#### DIRECTIONS:
A faithful repeat of all the records, with no image kept, is the required answer.

#### Records contained in a dataset:
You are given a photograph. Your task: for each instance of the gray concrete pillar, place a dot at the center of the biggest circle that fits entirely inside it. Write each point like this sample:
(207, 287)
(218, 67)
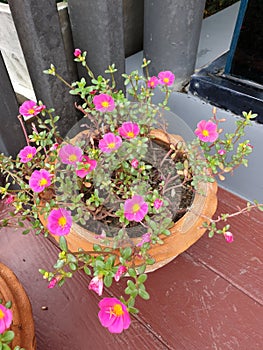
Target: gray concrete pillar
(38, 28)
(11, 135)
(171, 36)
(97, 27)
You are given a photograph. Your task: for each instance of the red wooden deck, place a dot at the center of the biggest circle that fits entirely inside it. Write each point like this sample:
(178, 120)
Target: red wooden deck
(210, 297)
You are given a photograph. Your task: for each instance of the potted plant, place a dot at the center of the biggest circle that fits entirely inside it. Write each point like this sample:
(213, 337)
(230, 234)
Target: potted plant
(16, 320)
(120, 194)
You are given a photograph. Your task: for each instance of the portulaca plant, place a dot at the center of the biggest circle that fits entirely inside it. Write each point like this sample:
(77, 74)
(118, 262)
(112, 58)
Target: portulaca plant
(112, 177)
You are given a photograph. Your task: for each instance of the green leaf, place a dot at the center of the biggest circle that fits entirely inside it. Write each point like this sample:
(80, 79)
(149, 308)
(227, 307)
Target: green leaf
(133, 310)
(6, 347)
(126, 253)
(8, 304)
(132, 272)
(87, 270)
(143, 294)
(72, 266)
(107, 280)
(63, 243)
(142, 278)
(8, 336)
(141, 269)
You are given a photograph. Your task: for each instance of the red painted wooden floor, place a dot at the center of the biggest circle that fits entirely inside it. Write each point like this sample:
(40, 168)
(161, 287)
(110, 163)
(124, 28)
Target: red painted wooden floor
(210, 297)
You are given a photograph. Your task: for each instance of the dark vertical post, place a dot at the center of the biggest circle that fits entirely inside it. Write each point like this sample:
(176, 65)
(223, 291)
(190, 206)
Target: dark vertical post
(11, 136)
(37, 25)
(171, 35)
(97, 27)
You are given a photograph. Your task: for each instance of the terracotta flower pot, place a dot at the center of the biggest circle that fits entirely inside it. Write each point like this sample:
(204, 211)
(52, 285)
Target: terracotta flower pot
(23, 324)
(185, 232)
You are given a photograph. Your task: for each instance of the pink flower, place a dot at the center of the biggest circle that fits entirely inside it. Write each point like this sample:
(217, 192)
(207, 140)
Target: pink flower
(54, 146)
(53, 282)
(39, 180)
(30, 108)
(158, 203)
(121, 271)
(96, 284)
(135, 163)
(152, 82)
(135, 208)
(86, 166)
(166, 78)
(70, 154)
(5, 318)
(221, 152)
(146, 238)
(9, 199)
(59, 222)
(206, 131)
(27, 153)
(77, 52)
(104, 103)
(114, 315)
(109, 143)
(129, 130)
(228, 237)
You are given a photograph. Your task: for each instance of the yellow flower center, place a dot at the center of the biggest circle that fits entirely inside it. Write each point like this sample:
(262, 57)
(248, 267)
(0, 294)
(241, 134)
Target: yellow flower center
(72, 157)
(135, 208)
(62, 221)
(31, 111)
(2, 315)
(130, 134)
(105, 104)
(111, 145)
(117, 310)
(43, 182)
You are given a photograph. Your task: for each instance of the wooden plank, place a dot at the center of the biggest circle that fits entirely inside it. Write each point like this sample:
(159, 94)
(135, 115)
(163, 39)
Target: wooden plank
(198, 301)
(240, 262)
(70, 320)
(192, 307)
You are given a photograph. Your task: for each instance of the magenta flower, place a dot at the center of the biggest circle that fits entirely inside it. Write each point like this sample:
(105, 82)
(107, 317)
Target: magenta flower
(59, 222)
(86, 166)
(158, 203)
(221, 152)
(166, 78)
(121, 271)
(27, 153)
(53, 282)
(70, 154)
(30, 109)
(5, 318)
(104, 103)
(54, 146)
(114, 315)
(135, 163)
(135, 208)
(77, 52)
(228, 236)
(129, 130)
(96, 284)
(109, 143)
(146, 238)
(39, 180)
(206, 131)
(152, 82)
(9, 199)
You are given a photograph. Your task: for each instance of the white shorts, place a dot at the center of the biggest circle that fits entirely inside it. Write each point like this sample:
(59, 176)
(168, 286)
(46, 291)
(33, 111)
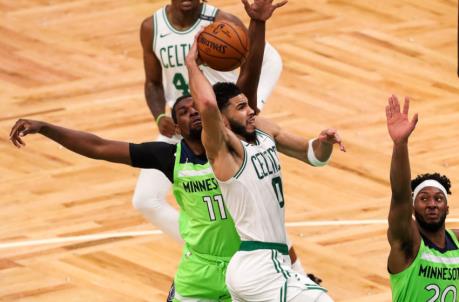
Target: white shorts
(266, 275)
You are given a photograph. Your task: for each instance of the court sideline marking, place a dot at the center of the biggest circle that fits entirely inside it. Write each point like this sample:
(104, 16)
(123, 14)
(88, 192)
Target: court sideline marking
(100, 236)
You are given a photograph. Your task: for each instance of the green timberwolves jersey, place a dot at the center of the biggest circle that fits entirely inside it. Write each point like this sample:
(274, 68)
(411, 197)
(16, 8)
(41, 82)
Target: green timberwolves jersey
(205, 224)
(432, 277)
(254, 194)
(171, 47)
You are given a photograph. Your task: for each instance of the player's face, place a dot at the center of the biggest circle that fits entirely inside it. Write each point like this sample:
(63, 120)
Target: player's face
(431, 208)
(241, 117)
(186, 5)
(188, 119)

#### EXERCISE RESPONSE:
You are given a photograph. Your task: for each instance of the gray concrete pillar, place a dot at the center of the biggest circle that fits entirely inside it. Write each point like this sample:
(207, 287)
(218, 67)
Target: gray concrete pillar
(38, 28)
(11, 135)
(171, 36)
(97, 27)
You are given a photograph. Your task: for each instance of the red wooden deck, place a dot at the center of the biggest circle that fits entirely inside it. Write each point like this sample:
(178, 120)
Target: red wooden deck
(210, 297)
You are given a photograph. Your task: for each instance of the potted plant, place a dot at the center of the biggest circle that fits entirely inside it. Write each point like this sample:
(213, 337)
(230, 234)
Target: potted plant
(16, 320)
(120, 194)
You are given a photograph. Your task: for each instance of the portulaca plant, place a dot at the center of the biggest circle that fits entirely inside it. Write each point like this sample:
(77, 74)
(118, 262)
(112, 58)
Target: portulaca plant
(112, 177)
You are given a photograph. Your task: for each instance of the green leaf, place a dot at the center of the biggest circle that fits entirely inside it. Write each point like this sample:
(80, 79)
(149, 308)
(227, 307)
Target: green leaf
(133, 310)
(6, 347)
(126, 253)
(8, 304)
(132, 272)
(87, 270)
(143, 294)
(72, 266)
(107, 280)
(63, 243)
(142, 278)
(8, 336)
(141, 269)
You are given a photograph. Your task: for each instance of the red painted wooden floor, place a dot at the center of the biggest circle that fits entirely inside it. Write each point like this sample:
(40, 168)
(161, 287)
(110, 163)
(124, 28)
Target: red painted wooden floor
(210, 297)
You are given a photograph. Your task: for each instance of the dark vertical post, place a dot at the center of the biggest circle that fits entirely inside it. Write each point like this sample:
(176, 65)
(223, 291)
(190, 206)
Target: dark vertical post
(11, 136)
(37, 25)
(171, 35)
(97, 27)
You are given a photograph. Your task: for each instance of the terracotta flower pot, place a dot at the center of the biggest circle that fits entirely inside it. Write each point like this sample:
(204, 211)
(52, 285)
Target: terracotta flower pot
(23, 324)
(185, 232)
You are given a photograph. Your task: for each instance of the pink flower, place a dot at the center of the biggest circle that fits entirely inside it. Write each point like this sample:
(217, 192)
(207, 140)
Target: pink flower
(54, 146)
(53, 282)
(39, 180)
(30, 108)
(158, 203)
(121, 271)
(96, 284)
(135, 163)
(152, 82)
(135, 208)
(86, 166)
(166, 78)
(70, 154)
(5, 318)
(221, 152)
(146, 238)
(9, 199)
(59, 222)
(206, 131)
(27, 153)
(77, 52)
(104, 103)
(114, 315)
(109, 143)
(129, 130)
(228, 237)
You are given a photograph. Your task: for each instance of the yellow flower center, place a dot at the center of the biggest circle that fits entirely inside it. Write each point like this sample:
(262, 57)
(248, 267)
(0, 294)
(241, 134)
Target: yellow flower center
(72, 157)
(135, 208)
(62, 221)
(31, 111)
(2, 315)
(130, 134)
(105, 104)
(111, 145)
(117, 310)
(43, 182)
You are given a photograph. Your task: for each instance of the wooden plank, place a dot at the center of the biggest circle that fits entirely inside it. Write each point like this sample:
(159, 94)
(135, 115)
(163, 39)
Target: wooden plank
(198, 301)
(240, 262)
(70, 320)
(192, 307)
You are given a photograph. Your task: for each instance of the magenta flower, place a dot at the center of the biggest circle that fits entirely inside it. Write each point like this sample:
(105, 82)
(107, 317)
Target: magenta flower
(59, 222)
(86, 166)
(158, 203)
(221, 152)
(166, 78)
(121, 271)
(27, 153)
(53, 282)
(70, 154)
(30, 109)
(5, 318)
(104, 103)
(54, 146)
(114, 315)
(135, 163)
(135, 208)
(77, 52)
(228, 236)
(129, 130)
(96, 284)
(109, 143)
(146, 238)
(39, 180)
(206, 131)
(152, 82)
(9, 199)
You are given a photograph. Your task: for each instance of the white shorts, place a dot at the center of the biggest circle that fits entirely inside it. Write each point like this sample:
(59, 176)
(168, 286)
(46, 291)
(33, 111)
Target: white shorts
(266, 275)
You are given a photograph. Your task: for each instance of the court sideline marking, place a dot at the center of the biggest circle that fits entirely inside it. Write each point like this sample:
(104, 16)
(123, 14)
(88, 192)
Target: court sideline marking
(100, 236)
You are given a photograph. Your task: for each instance of the green timberwolves jersey, place a dot at the center of the biggest circle that fits entirely inside it. Write each point like this sample:
(274, 68)
(411, 197)
(16, 8)
(41, 82)
Target: green timberwolves jersey
(205, 224)
(432, 277)
(254, 194)
(171, 47)
You are given a photograph. Your task: for each instance of the player's face, place a dot at the center of the biggest circle that fits entirely inside it. Write each point like this sample:
(63, 120)
Target: player's face
(431, 208)
(241, 117)
(186, 5)
(188, 119)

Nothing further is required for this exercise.